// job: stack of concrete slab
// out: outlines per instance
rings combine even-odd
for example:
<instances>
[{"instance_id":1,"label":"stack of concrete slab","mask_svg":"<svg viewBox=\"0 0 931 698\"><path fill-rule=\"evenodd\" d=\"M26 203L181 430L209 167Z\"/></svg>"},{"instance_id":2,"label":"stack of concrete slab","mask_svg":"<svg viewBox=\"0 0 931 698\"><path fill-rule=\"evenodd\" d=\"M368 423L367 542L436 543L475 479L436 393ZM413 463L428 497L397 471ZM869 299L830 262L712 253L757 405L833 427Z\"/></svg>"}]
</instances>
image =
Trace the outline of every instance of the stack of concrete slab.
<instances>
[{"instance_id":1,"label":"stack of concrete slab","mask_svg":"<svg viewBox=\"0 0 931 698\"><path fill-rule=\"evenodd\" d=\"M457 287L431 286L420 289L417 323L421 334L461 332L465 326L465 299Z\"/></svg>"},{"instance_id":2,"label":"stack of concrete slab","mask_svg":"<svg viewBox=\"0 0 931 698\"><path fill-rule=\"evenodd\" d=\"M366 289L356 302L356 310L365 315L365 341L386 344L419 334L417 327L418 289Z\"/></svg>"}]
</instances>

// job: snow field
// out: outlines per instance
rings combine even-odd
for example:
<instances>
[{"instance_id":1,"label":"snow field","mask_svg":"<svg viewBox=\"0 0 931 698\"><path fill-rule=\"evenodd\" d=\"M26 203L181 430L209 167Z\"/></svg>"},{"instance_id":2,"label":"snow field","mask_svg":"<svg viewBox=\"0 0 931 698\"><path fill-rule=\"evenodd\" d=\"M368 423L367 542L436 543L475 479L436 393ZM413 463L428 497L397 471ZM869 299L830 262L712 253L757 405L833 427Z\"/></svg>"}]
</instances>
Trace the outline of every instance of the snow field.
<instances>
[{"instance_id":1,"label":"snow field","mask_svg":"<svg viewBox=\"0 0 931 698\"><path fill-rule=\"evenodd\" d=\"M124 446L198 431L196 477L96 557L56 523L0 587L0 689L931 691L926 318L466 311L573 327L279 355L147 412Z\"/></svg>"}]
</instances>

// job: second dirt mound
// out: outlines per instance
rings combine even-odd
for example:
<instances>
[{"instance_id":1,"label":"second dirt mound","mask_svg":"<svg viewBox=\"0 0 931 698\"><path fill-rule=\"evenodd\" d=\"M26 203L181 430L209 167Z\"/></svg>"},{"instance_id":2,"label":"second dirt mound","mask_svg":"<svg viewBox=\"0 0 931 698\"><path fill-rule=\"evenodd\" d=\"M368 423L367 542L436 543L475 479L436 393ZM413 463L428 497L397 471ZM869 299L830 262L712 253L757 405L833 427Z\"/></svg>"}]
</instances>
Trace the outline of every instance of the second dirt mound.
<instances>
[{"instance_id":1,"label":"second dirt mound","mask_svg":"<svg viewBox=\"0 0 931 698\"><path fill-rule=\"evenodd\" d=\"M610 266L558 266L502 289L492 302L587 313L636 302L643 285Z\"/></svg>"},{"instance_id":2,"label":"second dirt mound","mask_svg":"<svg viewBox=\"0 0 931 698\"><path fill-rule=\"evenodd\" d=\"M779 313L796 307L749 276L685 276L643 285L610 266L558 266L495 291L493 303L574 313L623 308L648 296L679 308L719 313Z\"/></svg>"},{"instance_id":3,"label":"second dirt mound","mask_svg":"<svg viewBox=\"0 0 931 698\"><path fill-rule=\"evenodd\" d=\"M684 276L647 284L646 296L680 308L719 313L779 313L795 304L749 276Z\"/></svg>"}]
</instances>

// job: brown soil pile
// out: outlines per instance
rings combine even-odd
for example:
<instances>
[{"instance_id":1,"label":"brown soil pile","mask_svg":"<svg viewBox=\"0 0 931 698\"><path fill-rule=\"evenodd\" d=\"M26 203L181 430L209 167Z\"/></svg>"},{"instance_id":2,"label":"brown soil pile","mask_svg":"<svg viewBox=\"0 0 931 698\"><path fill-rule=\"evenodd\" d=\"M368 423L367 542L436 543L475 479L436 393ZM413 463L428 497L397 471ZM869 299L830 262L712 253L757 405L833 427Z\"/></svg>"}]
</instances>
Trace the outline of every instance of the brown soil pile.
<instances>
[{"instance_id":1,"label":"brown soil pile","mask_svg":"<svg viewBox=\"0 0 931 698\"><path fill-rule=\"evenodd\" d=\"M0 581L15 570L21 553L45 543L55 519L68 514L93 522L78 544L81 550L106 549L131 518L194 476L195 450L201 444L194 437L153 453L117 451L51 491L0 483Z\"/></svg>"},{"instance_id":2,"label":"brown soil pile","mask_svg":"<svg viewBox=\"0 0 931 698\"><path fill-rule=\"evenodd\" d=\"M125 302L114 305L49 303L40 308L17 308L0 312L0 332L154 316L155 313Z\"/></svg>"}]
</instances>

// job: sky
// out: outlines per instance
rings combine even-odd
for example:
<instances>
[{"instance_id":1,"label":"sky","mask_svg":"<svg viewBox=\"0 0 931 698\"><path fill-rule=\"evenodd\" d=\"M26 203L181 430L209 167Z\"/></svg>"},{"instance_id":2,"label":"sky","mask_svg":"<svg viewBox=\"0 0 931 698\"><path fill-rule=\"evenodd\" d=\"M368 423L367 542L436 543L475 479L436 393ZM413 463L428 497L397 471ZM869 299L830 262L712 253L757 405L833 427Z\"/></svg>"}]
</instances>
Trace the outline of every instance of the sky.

● **The exercise**
Return verbatim every line above, starting with the line that contains "job: brown soil pile" and continuing through the final line.

● **Full solution**
// job: brown soil pile
// out: outlines per instance
rings combine even-odd
for example:
<instances>
[{"instance_id":1,"label":"brown soil pile","mask_svg":"<svg viewBox=\"0 0 931 698\"><path fill-rule=\"evenodd\" d=\"M26 203L181 430L209 167Z\"/></svg>"},{"instance_id":2,"label":"brown soil pile","mask_svg":"<svg viewBox=\"0 0 931 698\"><path fill-rule=\"evenodd\" d=\"M368 423L367 542L436 543L475 479L436 393ZM413 463L428 497L397 471ZM869 299L830 262L712 253L757 405L833 427Z\"/></svg>"}]
</instances>
Trace the outline of every instance of the brown soil pile.
<instances>
[{"instance_id":1,"label":"brown soil pile","mask_svg":"<svg viewBox=\"0 0 931 698\"><path fill-rule=\"evenodd\" d=\"M0 581L15 570L21 553L45 543L55 519L68 514L93 522L78 544L81 550L106 549L131 518L194 476L195 450L201 444L194 437L153 453L117 451L51 491L0 483Z\"/></svg>"},{"instance_id":2,"label":"brown soil pile","mask_svg":"<svg viewBox=\"0 0 931 698\"><path fill-rule=\"evenodd\" d=\"M125 302L114 305L49 303L40 308L17 308L0 312L0 332L154 316L155 313Z\"/></svg>"}]
</instances>

// job: sky
// out: outlines per instance
rings combine even-odd
for example:
<instances>
[{"instance_id":1,"label":"sky","mask_svg":"<svg viewBox=\"0 0 931 698\"><path fill-rule=\"evenodd\" d=\"M26 203L181 430L209 167Z\"/></svg>"},{"instance_id":2,"label":"sky","mask_svg":"<svg viewBox=\"0 0 931 698\"><path fill-rule=\"evenodd\" d=\"M368 423L367 542L436 543L475 479L436 393ZM413 463L428 497L397 471ZM869 299L830 262L712 253L757 405L833 427Z\"/></svg>"}]
</instances>
Trace the outline of every instance of the sky.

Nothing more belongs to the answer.